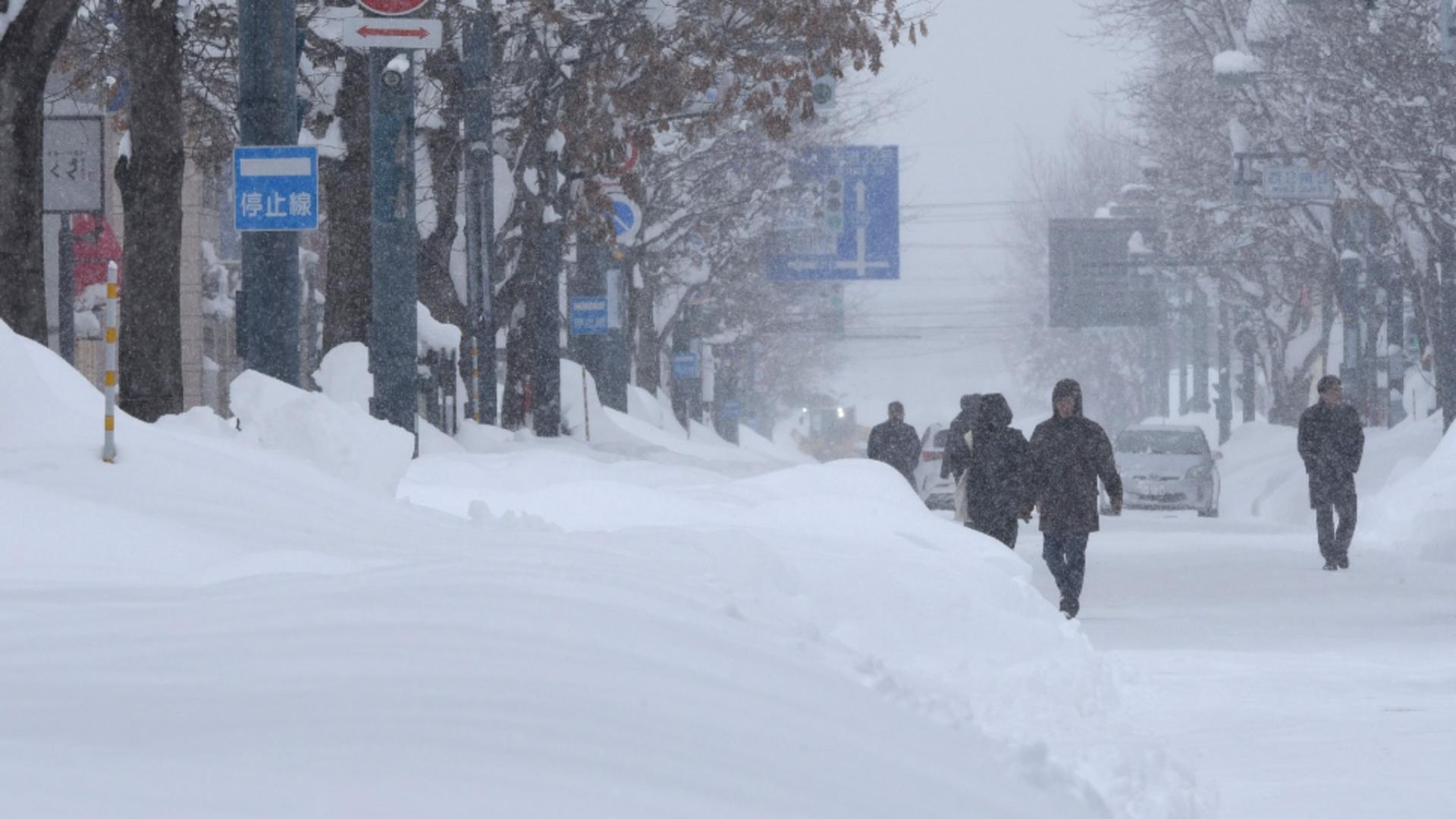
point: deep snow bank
(213, 627)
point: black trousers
(1066, 557)
(1335, 542)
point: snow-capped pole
(108, 450)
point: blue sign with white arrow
(685, 366)
(588, 315)
(275, 188)
(842, 221)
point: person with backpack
(998, 474)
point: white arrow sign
(394, 33)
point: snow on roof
(1237, 63)
(9, 14)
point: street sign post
(400, 33)
(1095, 279)
(843, 223)
(1291, 183)
(275, 188)
(74, 180)
(392, 8)
(626, 219)
(588, 315)
(685, 366)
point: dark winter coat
(956, 450)
(999, 472)
(897, 445)
(1069, 455)
(1331, 441)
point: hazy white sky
(992, 77)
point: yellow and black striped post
(108, 452)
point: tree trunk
(347, 188)
(27, 50)
(152, 197)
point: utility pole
(268, 115)
(1200, 350)
(544, 305)
(479, 218)
(1225, 382)
(1395, 343)
(394, 327)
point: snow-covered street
(1298, 691)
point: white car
(935, 491)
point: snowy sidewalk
(1296, 691)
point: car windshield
(1163, 442)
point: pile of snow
(340, 439)
(1235, 64)
(579, 634)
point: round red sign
(392, 8)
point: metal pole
(268, 115)
(395, 253)
(1395, 346)
(585, 404)
(1225, 385)
(1350, 297)
(108, 450)
(1200, 350)
(479, 349)
(66, 290)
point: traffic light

+++++

▸ **Directions for this task**
Add -130 to each coordinate in the answers of the rows above, then write out every line of those rows again with the new values, omitting the pictures.

▸ **Solution for this task**
point: deep snow bank
(83, 497)
point: black trousers
(936, 427)
(1205, 412)
point: snow-capped pole
(-22, 320)
point: blue sign with white arrow
(555, 236)
(458, 185)
(145, 58)
(712, 91)
point: person with backpack
(868, 344)
point: white arrow sign
(264, -97)
point: snow on roof
(1107, -67)
(-121, -116)
point: street sign post
(270, -97)
(965, 149)
(713, 93)
(1161, 53)
(145, 58)
(-56, 50)
(262, -122)
(496, 89)
(458, 185)
(555, 236)
point: dark winter coat
(826, 320)
(869, 342)
(767, 315)
(939, 325)
(1201, 311)
point: hazy white sky
(862, -53)
point: yellow and black striped post
(-22, 322)
point: tree trunk
(217, 58)
(-103, -80)
(22, 67)
point: utility pole
(138, -15)
(1070, 220)
(414, 175)
(349, 88)
(1095, 252)
(1265, 213)
(264, 197)
point: snow-covered street
(1168, 561)
point: white car
(805, 361)
point: snowy sidewalk
(1166, 561)
point: car windshield
(1033, 312)
point: pile of snow
(210, 309)
(1105, -66)
(449, 504)
point: round red sign
(262, -122)
point: metal pole
(138, -15)
(265, 123)
(1265, 216)
(455, 274)
(1095, 255)
(1220, 167)
(-22, 320)
(1070, 220)
(349, 219)
(-64, 160)
point: traffic light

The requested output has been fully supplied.